**GOAL OF THE EXERCISE:** Reproduce the forum thread on freemium pricing below word for word.

**DOCUMENT EXTRACT:**
It's so easy to say that with the right features, upgrade prompts, and
pricing, things will work out -- much more difficult to actually do.

------
jacquesm
Offering a freemium model based on something like a simple metric (such as the
2GB example for dropbox) can work - for a while - but it will also become an
Achilles heel.

Microsoft (hotmail) & Yahoo for the longest time offered < 10MB of storage,
enter Gmail with 1 GB instantly changing the game.

So if you decide to make your free to paid conversion dependent on a single
metric better have a battle plan ready in case someone decides to start giving
away that which you sell.

Better than just a single metric is a combination of a lot of items, things
that people will not feel the need for at first, but over time they'll wish to
have those features. That's good, especially if the need arises at a point in
time when the cost of switching becomes higher than the cost of paying for the
extended features. Make sure that it is _really_ value for the money they pay,
not just some pacifier or 'feel good' feature (you're supporting the site, or
something like that doesn't cut it, there has to be a balance).

If you combine freemium with ad support then make sure that your paying users
never ever see another ad, and put a 'get rid of this ad' link near the ads,
leading to a page that explains the benefits of signing up (other than
removing the ads).

Essential features should be functional in the free package, but stuff that is
hard on the server or that requires a lot of capital outlay can justifiably
made part of the paid offering. Users will understand that, especially if you
make some effort at explanation.

**GIVEN DATA:**

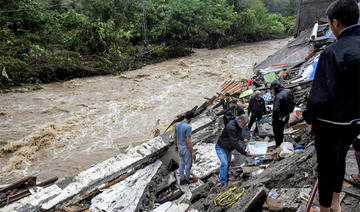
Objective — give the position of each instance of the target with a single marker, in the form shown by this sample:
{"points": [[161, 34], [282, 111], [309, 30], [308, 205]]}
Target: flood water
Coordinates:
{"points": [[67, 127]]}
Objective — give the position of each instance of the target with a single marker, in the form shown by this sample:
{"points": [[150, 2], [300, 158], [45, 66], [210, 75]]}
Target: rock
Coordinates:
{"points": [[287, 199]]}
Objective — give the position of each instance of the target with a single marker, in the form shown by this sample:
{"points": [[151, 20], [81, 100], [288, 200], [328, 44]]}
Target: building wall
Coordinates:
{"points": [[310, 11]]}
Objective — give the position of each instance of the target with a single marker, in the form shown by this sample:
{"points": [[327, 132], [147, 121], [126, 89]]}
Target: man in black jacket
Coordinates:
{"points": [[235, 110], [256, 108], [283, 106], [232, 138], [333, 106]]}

* * *

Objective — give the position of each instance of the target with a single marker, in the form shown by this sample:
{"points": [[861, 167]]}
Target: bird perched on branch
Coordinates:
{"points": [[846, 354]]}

**REPLY:**
It's so easy to say that with the right features, upgrade prompts, and
pricing, things will work out -- much more difficult to actually do.

------
jacquesm
Offering a freemium model based on something like a simple metric (such as the
2GB example for dropbox) can work - for a while - but it will also become an
Achilles heel.

Microsoft (hotmail) & Yahoo for the longest time offered < 10MB of storage,
enter Gmail with 1 GB instantly changing the game.

So if you decide to make your free to paid conversion dependent on a single
metric better have a battle plan ready in case someone decides to start giving
away that which you sell.

Better than just a single metric is a combination of a lot of items, things
that people will not feel the need for at first, but over time they'll wish to
have those features. That's good, especially if the need arises at a point in
time when the cost of switching becomes higher than the cost of paying for the
extended features. Make sure that it is _really_ value for the money they pay,
not just some pacifier or 'feel good' feature (you're supporting the site, or
something like that doesn't cut it, there has to be a balance).

If you combine freemium with ad support then make sure that your paying users
never ever see another ad, and put a 'get rid of this ad' link near the ads,
leading to a page that explains the benefits of signing up (other than
removing the ads).

Essential features should be functional in the free package, but stuff that is
hard on the server or that requires a lot of capital outlay can justifiably
made part of the paid offering. Users will understand that, especially if you
make some effort at explanation.